- _How to complete this task_:
Your task is to return the data below, word for word.

- _Dataset records_:
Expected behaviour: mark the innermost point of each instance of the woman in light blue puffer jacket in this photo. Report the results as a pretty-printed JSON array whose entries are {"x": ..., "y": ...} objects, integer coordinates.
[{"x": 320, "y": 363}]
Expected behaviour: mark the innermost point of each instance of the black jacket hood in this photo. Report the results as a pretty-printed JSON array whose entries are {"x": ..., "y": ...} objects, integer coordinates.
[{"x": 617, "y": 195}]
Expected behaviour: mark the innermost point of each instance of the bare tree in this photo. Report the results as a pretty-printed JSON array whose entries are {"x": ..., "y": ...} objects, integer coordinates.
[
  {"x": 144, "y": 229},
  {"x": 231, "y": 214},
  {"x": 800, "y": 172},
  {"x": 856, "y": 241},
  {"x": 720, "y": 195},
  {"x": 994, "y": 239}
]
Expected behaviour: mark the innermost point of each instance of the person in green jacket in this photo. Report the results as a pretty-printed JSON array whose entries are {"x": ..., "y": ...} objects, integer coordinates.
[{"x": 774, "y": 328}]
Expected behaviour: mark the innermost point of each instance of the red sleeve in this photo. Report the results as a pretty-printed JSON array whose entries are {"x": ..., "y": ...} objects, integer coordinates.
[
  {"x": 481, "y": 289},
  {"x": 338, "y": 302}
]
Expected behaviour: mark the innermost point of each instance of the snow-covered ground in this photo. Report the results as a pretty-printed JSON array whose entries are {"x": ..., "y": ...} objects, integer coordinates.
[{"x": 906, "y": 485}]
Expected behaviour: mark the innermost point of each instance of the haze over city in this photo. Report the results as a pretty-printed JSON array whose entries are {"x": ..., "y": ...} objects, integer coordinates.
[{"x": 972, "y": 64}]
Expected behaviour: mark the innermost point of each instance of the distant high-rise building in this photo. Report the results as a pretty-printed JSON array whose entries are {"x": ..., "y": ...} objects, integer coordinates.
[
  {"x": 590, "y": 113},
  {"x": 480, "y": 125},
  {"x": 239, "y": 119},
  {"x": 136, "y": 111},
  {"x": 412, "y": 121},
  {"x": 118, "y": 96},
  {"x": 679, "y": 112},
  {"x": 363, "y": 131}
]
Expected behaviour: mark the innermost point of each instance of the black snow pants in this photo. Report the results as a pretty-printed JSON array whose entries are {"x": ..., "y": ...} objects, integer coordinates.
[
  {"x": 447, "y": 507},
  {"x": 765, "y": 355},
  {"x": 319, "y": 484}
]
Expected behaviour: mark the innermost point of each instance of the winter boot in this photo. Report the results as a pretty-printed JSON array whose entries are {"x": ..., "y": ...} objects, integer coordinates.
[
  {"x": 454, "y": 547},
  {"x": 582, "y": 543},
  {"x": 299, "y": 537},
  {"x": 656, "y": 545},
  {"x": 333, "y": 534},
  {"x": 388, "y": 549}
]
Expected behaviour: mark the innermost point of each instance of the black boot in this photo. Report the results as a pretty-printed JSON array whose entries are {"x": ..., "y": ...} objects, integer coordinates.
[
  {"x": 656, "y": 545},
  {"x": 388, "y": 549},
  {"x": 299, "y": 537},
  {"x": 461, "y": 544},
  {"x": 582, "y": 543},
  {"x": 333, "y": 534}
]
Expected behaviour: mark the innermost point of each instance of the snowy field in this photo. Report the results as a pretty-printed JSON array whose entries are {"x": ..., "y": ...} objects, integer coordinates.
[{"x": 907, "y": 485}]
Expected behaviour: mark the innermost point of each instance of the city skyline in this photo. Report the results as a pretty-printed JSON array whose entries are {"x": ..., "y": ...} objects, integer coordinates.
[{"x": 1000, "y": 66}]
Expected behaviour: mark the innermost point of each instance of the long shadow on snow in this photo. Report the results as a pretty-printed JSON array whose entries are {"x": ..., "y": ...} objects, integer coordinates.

- _Task response_:
Expected behaviour: mark the innermost point of each instance of the woman in light blue puffer jacket in this photo. Report the results as a pretty-printed JSON array whose entries are {"x": ..., "y": ...} objects, integer coordinates.
[{"x": 320, "y": 363}]
Expected behaviour: mark the innermost point of each instance of the black jacket hood in this photo. Report the results as a pretty-printed JSON array whose entries are {"x": ..., "y": ...} objects, integer coordinates.
[{"x": 617, "y": 195}]
Expected behaviour: mark the innermost point of each instance of the bare tree in this photo. Report the results as a pretty-printed JSON array whose entries are {"x": ..., "y": ...} objects, integer coordinates.
[
  {"x": 144, "y": 229},
  {"x": 231, "y": 214},
  {"x": 800, "y": 172},
  {"x": 856, "y": 241},
  {"x": 720, "y": 195},
  {"x": 994, "y": 239}
]
Expected behaviour: mark the innermost point of each instance of the person in green jacket in this photo. Report the results as a pretty-printed JSON array whose entries are {"x": ..., "y": ...} objects, integer coordinates.
[{"x": 774, "y": 328}]
Expected behaviour: mark the innermost point of each instance of the red sleeve in this photo. Report the results as a pretty-printed JSON array whose entries are {"x": ..., "y": ...} objects, integer coordinates.
[
  {"x": 481, "y": 289},
  {"x": 338, "y": 302}
]
Expected behaviour: mark the innermost point of each instance of the snow-covered ground in this photo. Report the results as a pretty-printed JSON array whose entries are {"x": ..., "y": ...} objects, integer coordinates.
[{"x": 906, "y": 485}]
Expected behaviour: mark the innermost point of each instance of the haze over city in this photo. Report the results as a pretty-printed JSON array whose entries are {"x": ..., "y": ...} objects, integer coordinates.
[{"x": 972, "y": 64}]
Expected behaviour: mark the innermost point of each instance of the distant high-rise building in this photo. Report the results as a pretty-printed JSON array whose entries are {"x": ..., "y": ...} objects, integer coordinates.
[
  {"x": 590, "y": 113},
  {"x": 480, "y": 125},
  {"x": 239, "y": 119},
  {"x": 136, "y": 111},
  {"x": 412, "y": 121},
  {"x": 118, "y": 96},
  {"x": 679, "y": 112},
  {"x": 363, "y": 131}
]
Expected behaviour: mark the innermost point of each instance of the black snow pants in this photo. Report the results as a pretty-printed JSON array whose entries are {"x": ..., "y": ...} objects, integer coordinates.
[
  {"x": 447, "y": 507},
  {"x": 765, "y": 355},
  {"x": 319, "y": 484}
]
Expected behaviour: mark the innermost point of each instance of the winter boot in this photo. Report the results as a pretty-printed JSON array whose entries are {"x": ..., "y": ...} objects, integer coordinates.
[
  {"x": 454, "y": 547},
  {"x": 582, "y": 543},
  {"x": 299, "y": 537},
  {"x": 656, "y": 545},
  {"x": 333, "y": 534},
  {"x": 388, "y": 549}
]
Expected behaviour: mark the innermost point of each instance of the black boot in this photo. Report the results as a pretty-printed JSON array whose entries are {"x": ..., "y": ...} objects, integer coordinates.
[
  {"x": 656, "y": 545},
  {"x": 388, "y": 549},
  {"x": 299, "y": 537},
  {"x": 461, "y": 544},
  {"x": 582, "y": 543},
  {"x": 333, "y": 534}
]
Expected behaviour: mark the innermost point of each instance of the snowy field in this photo. Report the results as a pretty-printed JSON array whose entries are {"x": ..., "y": ...} objects, integer coordinates.
[{"x": 907, "y": 485}]
Expected behaviour: mark the innermost point of each instance of the city skyline in this photo. Report the results as a pretty-printed JSON array whose entries are {"x": ..., "y": ...} objects, integer coordinates.
[{"x": 1000, "y": 66}]
Expected behaviour: mark the innermost point of each instance of the long shadow on snow in this photo. Report the results as a pretty-printed JSON array whose entries are {"x": ..., "y": ...} objects, integer coordinates.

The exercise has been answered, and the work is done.